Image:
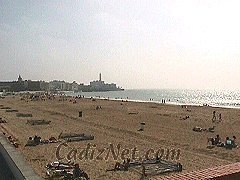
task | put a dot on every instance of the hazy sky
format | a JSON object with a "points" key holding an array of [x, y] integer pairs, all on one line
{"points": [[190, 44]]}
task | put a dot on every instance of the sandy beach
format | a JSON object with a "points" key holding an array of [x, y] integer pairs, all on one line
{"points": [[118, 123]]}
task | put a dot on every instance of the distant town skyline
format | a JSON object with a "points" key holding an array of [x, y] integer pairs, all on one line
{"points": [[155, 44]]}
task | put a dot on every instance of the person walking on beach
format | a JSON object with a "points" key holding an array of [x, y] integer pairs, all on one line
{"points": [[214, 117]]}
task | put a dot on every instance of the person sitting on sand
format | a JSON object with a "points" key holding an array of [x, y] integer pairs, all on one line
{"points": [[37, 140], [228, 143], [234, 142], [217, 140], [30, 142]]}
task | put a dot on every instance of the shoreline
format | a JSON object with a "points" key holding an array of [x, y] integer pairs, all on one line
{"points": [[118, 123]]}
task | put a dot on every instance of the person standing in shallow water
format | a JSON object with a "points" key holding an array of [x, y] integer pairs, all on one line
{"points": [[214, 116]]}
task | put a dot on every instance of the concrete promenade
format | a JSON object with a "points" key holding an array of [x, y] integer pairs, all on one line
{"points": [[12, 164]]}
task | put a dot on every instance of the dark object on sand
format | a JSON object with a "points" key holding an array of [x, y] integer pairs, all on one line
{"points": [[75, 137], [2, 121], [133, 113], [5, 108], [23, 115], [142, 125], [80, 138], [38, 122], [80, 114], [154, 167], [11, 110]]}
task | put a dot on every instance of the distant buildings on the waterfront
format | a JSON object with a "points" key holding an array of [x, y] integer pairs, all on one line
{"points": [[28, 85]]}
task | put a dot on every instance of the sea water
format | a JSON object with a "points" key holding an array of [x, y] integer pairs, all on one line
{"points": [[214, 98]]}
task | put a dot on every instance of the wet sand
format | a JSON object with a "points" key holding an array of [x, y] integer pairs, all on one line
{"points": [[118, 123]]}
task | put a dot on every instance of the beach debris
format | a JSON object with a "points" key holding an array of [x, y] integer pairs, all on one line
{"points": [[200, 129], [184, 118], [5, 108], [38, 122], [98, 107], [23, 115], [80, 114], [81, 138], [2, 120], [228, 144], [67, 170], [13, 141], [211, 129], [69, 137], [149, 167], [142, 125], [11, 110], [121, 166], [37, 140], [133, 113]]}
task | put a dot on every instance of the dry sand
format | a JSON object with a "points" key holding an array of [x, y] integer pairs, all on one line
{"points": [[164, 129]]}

-=-=-

Exercise aim
Copy out the part of the data that opens with the line containing "task | put a dot on every instance of the sea" and runs through the end of the data, keeping every line, and shift each point by adding 65 to both its x and y coordinates.

Output for this exercise
task | put a dot on every instance of the sea water
format | a JSON object with a "points" key holding an array of [x, y] integer pairs, all on one line
{"points": [[279, 163]]}
task | put a dot on every instance of the wet sand
format | a JSON object with a "points" key holding an array of [x, y] integer pairs, all on one line
{"points": [[183, 188]]}
task | put a dot on every instance of the beach debris
format | a JSON object with a "points" key holding an array of [x, y] integer pairs, all on one line
{"points": [[265, 194], [249, 183], [70, 173], [103, 187], [163, 172], [88, 180], [145, 179], [146, 203], [67, 185], [293, 209], [132, 235], [78, 206], [276, 194], [134, 202], [214, 232], [207, 190], [76, 175], [186, 231], [102, 205], [198, 178]]}
task | put a dot on every instance of the dry sand
format | a JSON object with a "points" key holding an array of [x, y] integer pairs, all on one line
{"points": [[229, 194]]}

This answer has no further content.